_What you need to do_
Reproduce all of the data that follows, character for character.

Saved data entries
........
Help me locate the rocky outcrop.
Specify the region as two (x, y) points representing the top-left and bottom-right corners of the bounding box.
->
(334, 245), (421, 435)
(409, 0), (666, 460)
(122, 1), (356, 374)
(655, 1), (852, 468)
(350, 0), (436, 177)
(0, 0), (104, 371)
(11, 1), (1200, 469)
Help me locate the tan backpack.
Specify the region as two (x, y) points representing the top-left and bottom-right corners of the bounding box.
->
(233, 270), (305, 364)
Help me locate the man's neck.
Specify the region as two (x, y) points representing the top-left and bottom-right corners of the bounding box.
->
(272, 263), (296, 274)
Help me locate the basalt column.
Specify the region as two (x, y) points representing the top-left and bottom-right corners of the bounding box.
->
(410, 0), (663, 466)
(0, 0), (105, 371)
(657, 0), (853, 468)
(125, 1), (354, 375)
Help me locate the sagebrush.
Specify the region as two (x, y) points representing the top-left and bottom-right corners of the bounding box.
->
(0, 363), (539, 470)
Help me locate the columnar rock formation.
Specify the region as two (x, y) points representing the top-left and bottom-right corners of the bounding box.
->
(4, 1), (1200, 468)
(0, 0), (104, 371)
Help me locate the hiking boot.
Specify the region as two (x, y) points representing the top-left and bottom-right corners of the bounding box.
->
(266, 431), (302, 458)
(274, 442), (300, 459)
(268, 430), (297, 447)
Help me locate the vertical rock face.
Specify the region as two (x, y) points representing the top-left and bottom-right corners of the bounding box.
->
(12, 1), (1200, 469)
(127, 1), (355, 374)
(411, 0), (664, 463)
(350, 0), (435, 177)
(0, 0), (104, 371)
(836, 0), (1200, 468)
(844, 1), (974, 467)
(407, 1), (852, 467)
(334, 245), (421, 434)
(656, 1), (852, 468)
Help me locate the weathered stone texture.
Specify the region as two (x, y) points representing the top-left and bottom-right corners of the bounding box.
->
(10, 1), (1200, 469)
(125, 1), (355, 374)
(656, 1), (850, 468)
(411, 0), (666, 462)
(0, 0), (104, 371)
........
_Task answer_
Help me locate the rocky outcrop.
Specify the region as two (x, y) points representing the top-left and bottom-right corners of the bounding box.
->
(334, 245), (421, 435)
(409, 0), (666, 460)
(122, 1), (356, 374)
(655, 1), (852, 468)
(350, 0), (436, 177)
(0, 0), (104, 371)
(11, 1), (1200, 469)
Help me locate the tan backpack.
Specify the region as two (x, y) points representing the top-left and bottom-right corners of the bounding box.
->
(233, 270), (305, 364)
Help me locate the man's neck.
Specify the region as two (x, y) points representing the top-left and bottom-right corners of the bounding box.
->
(272, 263), (296, 274)
Help me locate the basalt column.
Specify the region as two (x, y) points representing the top-left and bottom-right corners of the bounding box.
->
(410, 0), (663, 466)
(0, 0), (105, 371)
(657, 0), (853, 468)
(125, 1), (354, 375)
Help me locate the sagebrush.
Specify the region as two (x, y) points representing the top-left and bottom-right corners of the bounding box.
->
(0, 363), (539, 470)
Help me locate the columnar rock formation.
Specify the region as two (x, y) points representing the top-left and bottom-right corners of the bounding box.
->
(4, 1), (1200, 468)
(0, 0), (104, 371)
Help me locate the hiking boot.
Specify the region as two (x, y) points representing the top-left and bottom-right corners of the bounding box.
->
(266, 431), (302, 458)
(274, 442), (300, 459)
(268, 430), (297, 447)
Help me locate the vertical rock face.
Specify the region as two (x, y) points representing the top-left and bottom-right corners of the bounding box.
->
(12, 1), (1200, 469)
(127, 1), (355, 374)
(411, 0), (664, 463)
(350, 0), (435, 177)
(0, 0), (104, 371)
(836, 0), (1200, 468)
(844, 1), (974, 467)
(407, 1), (852, 467)
(334, 245), (421, 434)
(656, 1), (852, 468)
Help me locate the weathered stone texture.
Specify the region as two (x, y) points representing the top-left and bottom-right corners of the bounding box.
->
(10, 1), (1200, 469)
(125, 1), (355, 374)
(656, 1), (850, 468)
(411, 0), (666, 462)
(0, 0), (104, 371)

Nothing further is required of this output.